→ Work instructions:
1. Transcribe the GP training article between "The BMA has" and "to two years’.", inclusive.
2. Write the next part of the article about the BMA and the five-year GP training programme, starting after its final sentence.

====== Extracted text

BMA urges caution over five-year GP training programme

The BMA has called for caution over plans to launch a five-year GP training programme based almost entirely in primary care amid concerns that it could limit the breadth of trainees' medical experience.

GPonline revealed earlier this year that former BMA chair and London GP Sir Sam Everington was developing a scheme offering trainees a five-year general practice posting ‘straight out of medical school’, which could launch in the next ‘one to two years’.

The scheme, which Sir Sam says he is developing alongside Health Education England (HEE) and the GMC, would reduce significantly the amount of time a GP trainee spends in hospital posts.

Currently, medical graduates who want to become GPs complete a two-year foundation programme across a variety of medical environments before starting a three-year specialty training programme for general practice - half of which takes place in approved hospital posts.

============
====== Excerpted records

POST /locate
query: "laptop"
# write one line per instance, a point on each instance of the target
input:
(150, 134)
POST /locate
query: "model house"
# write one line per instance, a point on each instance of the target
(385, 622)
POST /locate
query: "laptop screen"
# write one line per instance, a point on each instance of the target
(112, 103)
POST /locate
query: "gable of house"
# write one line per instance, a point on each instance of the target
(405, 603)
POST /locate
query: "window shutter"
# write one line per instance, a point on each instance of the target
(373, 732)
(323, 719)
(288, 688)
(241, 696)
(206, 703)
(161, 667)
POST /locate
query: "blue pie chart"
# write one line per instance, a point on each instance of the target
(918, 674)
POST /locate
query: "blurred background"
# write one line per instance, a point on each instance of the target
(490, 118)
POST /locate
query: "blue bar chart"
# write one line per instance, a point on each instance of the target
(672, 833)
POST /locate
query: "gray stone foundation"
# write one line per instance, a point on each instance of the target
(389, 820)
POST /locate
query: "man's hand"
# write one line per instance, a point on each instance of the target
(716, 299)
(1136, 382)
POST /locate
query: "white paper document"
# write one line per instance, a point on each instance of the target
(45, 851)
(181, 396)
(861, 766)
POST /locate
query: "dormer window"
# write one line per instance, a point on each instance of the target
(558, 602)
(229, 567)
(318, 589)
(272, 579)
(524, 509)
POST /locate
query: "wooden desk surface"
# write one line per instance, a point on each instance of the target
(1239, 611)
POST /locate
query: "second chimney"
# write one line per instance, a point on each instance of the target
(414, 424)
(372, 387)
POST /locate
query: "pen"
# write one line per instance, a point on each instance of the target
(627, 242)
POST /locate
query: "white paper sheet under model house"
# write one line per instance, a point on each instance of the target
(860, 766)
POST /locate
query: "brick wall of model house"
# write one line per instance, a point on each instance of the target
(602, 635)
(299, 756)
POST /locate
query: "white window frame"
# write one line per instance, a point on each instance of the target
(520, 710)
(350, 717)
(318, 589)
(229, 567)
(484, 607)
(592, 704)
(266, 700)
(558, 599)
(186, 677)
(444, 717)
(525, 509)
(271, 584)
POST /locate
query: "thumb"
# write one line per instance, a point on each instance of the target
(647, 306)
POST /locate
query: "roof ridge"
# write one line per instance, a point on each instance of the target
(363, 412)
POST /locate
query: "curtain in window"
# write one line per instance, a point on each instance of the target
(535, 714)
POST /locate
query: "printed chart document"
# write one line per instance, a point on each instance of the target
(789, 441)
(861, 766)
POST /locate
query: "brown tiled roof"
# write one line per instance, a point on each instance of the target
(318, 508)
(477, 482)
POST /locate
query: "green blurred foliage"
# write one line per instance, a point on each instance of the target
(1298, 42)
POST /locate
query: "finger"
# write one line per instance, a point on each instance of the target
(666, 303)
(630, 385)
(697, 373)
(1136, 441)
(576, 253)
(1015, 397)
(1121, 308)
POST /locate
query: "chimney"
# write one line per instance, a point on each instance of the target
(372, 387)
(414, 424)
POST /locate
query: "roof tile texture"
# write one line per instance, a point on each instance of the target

============

→ Answers for each item:
1.
The BMA has called for caution over plans to launch a five-year GP training programme based almost entirely in primary care amid concerns that it could limit the breadth of trainees' medical experience.

GPonline revealed earlier this year that former BMA chair and London GP Sir Sam Everington was developing a scheme offering trainees a five-year general practice posting ‘straight out of medical school’, which could launch in the next ‘one to two years’.

2.
GP training

According to Sir Sam - who chairs Tower Hamlets CCG in London - the programme will equip family doctors of the future with core primary care skills such as practice leadership, managing multimorbidities and team working.

However, BMA GP trainee subcommittee chair Dr Zoe Greaves warned that the programme could prove limiting for trainee GPs. She said: ‘We welcome any scheme that gives trainees more hands-on experience in primary care. That said, GP trainees also learn a great deal from well delivered secondary care experience, so the balance must be finely struck.’

Her words echo concerns raised by several GPonline readers, one of whom described the scheme as a ‘huge mistake’.

Workington GP Dr Angela Peel-White said that 'every working hour of every day as a GP' she used skills learned while working in hospital as a senior house officer or registrar.

She wrote: 'Huge mistake! Our profession should be widening out and primary care should be seen and recognised for what it is - one of the hardest branches of work - a specialism in itself which takes into account the spectrum of the full field of work.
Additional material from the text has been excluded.